--- start of Data in this exercise ---

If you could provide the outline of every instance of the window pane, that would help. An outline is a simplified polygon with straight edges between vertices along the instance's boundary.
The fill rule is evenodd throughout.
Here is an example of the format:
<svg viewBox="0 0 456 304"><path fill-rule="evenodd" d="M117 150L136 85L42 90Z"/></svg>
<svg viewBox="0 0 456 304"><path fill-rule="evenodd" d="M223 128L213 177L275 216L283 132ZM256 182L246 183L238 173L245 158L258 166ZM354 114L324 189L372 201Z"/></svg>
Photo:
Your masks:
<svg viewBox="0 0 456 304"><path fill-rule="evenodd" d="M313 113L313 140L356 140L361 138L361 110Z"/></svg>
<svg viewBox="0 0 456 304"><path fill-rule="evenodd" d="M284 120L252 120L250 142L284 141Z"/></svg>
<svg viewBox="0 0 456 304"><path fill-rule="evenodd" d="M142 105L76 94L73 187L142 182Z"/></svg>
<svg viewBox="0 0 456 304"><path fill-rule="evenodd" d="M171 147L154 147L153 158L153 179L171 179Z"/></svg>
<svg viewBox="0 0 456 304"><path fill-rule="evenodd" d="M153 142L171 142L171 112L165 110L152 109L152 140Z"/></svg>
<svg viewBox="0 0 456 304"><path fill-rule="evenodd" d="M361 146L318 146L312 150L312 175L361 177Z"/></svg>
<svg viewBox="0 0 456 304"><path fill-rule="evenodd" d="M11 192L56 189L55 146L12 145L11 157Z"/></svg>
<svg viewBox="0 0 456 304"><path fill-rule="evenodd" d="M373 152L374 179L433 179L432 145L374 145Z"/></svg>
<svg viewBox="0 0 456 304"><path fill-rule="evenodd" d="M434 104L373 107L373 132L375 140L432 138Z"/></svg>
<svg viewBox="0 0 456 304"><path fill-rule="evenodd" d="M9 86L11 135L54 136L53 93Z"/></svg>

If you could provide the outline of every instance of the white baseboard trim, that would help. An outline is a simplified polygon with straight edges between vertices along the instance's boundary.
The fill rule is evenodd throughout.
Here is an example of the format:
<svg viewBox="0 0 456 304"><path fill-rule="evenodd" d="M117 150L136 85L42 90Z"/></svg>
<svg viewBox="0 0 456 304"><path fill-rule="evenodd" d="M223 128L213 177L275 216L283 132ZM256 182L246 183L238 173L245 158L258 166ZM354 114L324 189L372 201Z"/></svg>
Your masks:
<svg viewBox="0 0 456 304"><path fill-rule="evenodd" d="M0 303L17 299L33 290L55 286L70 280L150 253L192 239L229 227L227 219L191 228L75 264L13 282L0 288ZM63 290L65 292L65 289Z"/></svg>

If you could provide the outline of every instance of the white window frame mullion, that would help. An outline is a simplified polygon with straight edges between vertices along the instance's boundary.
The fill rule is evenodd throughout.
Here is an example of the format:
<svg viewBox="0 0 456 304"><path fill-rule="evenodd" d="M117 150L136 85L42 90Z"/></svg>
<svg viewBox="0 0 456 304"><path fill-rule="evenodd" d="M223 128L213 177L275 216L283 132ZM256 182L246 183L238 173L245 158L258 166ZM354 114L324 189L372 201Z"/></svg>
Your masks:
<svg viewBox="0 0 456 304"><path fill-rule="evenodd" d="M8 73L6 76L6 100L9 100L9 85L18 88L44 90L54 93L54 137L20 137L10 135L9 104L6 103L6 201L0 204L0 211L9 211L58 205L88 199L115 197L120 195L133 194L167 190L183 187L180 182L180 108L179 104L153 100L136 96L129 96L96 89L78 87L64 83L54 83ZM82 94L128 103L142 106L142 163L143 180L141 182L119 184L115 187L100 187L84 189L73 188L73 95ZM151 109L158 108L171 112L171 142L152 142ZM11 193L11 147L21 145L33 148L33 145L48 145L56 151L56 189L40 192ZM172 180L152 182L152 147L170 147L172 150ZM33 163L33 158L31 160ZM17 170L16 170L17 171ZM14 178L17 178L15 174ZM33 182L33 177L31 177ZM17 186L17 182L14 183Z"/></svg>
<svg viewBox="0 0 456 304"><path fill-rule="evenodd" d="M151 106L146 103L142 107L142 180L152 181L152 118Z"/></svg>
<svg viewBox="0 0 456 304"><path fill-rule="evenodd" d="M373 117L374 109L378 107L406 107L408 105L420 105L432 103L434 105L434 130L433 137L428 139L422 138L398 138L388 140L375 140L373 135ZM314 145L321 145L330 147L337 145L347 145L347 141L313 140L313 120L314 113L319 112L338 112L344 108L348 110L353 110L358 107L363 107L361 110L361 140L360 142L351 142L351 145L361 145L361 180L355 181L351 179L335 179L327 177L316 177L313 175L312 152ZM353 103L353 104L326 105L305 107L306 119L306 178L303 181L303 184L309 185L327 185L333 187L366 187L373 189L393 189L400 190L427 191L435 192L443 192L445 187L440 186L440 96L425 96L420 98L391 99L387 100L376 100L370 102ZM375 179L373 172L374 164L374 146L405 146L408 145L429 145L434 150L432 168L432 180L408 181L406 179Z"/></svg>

--- end of Data in this exercise ---

**Work to do:**
Return all of the records above line for line, without changing a single character.

**Task answer:**
If you could provide the outline of every instance of the window pane, that would help. An outline is a simplified polygon with straight edges between vertices along the instance's boundary.
The fill rule is evenodd throughout.
Here is an example of the format:
<svg viewBox="0 0 456 304"><path fill-rule="evenodd" d="M117 150L136 85L42 90Z"/></svg>
<svg viewBox="0 0 456 304"><path fill-rule="evenodd" d="M223 128L213 177L275 216L283 132ZM256 182L246 183L238 173L245 158L258 166ZM354 114L324 189L372 201Z"/></svg>
Photo:
Your masks:
<svg viewBox="0 0 456 304"><path fill-rule="evenodd" d="M313 113L313 140L356 140L361 138L361 110Z"/></svg>
<svg viewBox="0 0 456 304"><path fill-rule="evenodd" d="M284 120L252 120L250 142L284 141Z"/></svg>
<svg viewBox="0 0 456 304"><path fill-rule="evenodd" d="M142 105L76 94L73 187L142 182Z"/></svg>
<svg viewBox="0 0 456 304"><path fill-rule="evenodd" d="M171 147L154 147L153 158L153 179L171 179Z"/></svg>
<svg viewBox="0 0 456 304"><path fill-rule="evenodd" d="M153 142L171 142L171 112L165 110L152 109L152 140Z"/></svg>
<svg viewBox="0 0 456 304"><path fill-rule="evenodd" d="M361 146L318 146L312 150L312 175L361 177Z"/></svg>
<svg viewBox="0 0 456 304"><path fill-rule="evenodd" d="M11 192L56 189L55 146L12 145L11 157Z"/></svg>
<svg viewBox="0 0 456 304"><path fill-rule="evenodd" d="M373 152L374 179L433 179L432 145L374 145Z"/></svg>
<svg viewBox="0 0 456 304"><path fill-rule="evenodd" d="M434 104L373 107L373 132L375 140L432 138Z"/></svg>
<svg viewBox="0 0 456 304"><path fill-rule="evenodd" d="M9 86L11 135L54 136L53 93Z"/></svg>

If you could provide the outline of every instance of the white baseboard trim, that would help. An outline is a simplified polygon with straight edges between vertices along the instance's boundary.
The fill rule is evenodd throughout.
Here is an example of the format:
<svg viewBox="0 0 456 304"><path fill-rule="evenodd" d="M117 150L136 85L42 90Z"/></svg>
<svg viewBox="0 0 456 304"><path fill-rule="evenodd" d="M223 128L213 177L275 216L283 132ZM256 182L246 183L238 173L245 158L258 166ZM354 114L324 189L372 201Z"/></svg>
Your masks:
<svg viewBox="0 0 456 304"><path fill-rule="evenodd" d="M0 303L17 299L33 290L55 286L70 280L150 253L192 239L229 227L227 219L191 228L75 264L13 282L0 288ZM63 290L65 292L65 289Z"/></svg>

If you could provide the outline of every instance of the white window frame mullion, that would help. An outline is a simplified polygon with straight edges between vertices along the instance's boundary.
The fill rule is evenodd throughout.
Here is an example of the format:
<svg viewBox="0 0 456 304"><path fill-rule="evenodd" d="M117 150L136 85L42 90Z"/></svg>
<svg viewBox="0 0 456 304"><path fill-rule="evenodd" d="M223 128L213 177L275 216L283 132ZM256 182L246 183L238 173L245 158L258 166ZM354 114L324 189L372 201Z"/></svg>
Your masks:
<svg viewBox="0 0 456 304"><path fill-rule="evenodd" d="M8 73L6 76L6 100L9 100L9 85L18 88L44 90L54 93L54 137L20 137L10 135L9 104L6 103L6 201L0 204L0 211L9 211L58 205L88 199L115 197L120 195L133 194L167 190L183 187L180 182L180 108L179 104L153 100L136 96L129 96L96 89L78 87L64 83L54 83ZM82 94L128 103L142 106L142 163L143 180L141 182L119 184L115 187L100 187L84 189L73 188L73 95ZM151 109L158 108L171 112L171 142L152 142ZM11 193L11 147L21 145L33 148L33 145L48 145L56 151L56 189L40 192ZM172 180L152 182L152 147L170 147L172 150ZM33 163L33 158L31 160ZM17 170L16 170L17 171ZM14 178L17 178L15 174ZM33 182L33 177L31 177ZM17 186L17 182L14 183Z"/></svg>
<svg viewBox="0 0 456 304"><path fill-rule="evenodd" d="M151 106L146 103L142 107L142 180L152 181L152 118Z"/></svg>
<svg viewBox="0 0 456 304"><path fill-rule="evenodd" d="M373 117L374 109L378 107L406 107L408 105L420 105L432 103L434 105L434 130L433 137L428 139L422 138L398 138L388 140L375 140L373 135ZM314 145L321 145L330 147L337 145L347 145L347 141L313 140L313 120L314 113L319 112L338 112L344 108L348 110L353 110L358 107L363 107L361 110L361 140L360 142L351 142L351 145L361 145L361 180L355 181L351 179L335 179L327 177L316 177L313 175L312 152ZM353 103L353 104L326 105L305 107L306 119L306 178L303 181L303 184L309 185L327 185L333 187L366 187L373 189L393 189L400 190L427 191L435 192L443 192L445 187L440 186L440 96L425 96L420 98L391 99L387 100L376 100L370 102ZM375 179L373 172L374 164L374 146L405 146L408 145L429 145L434 150L432 168L432 180L408 181L406 179Z"/></svg>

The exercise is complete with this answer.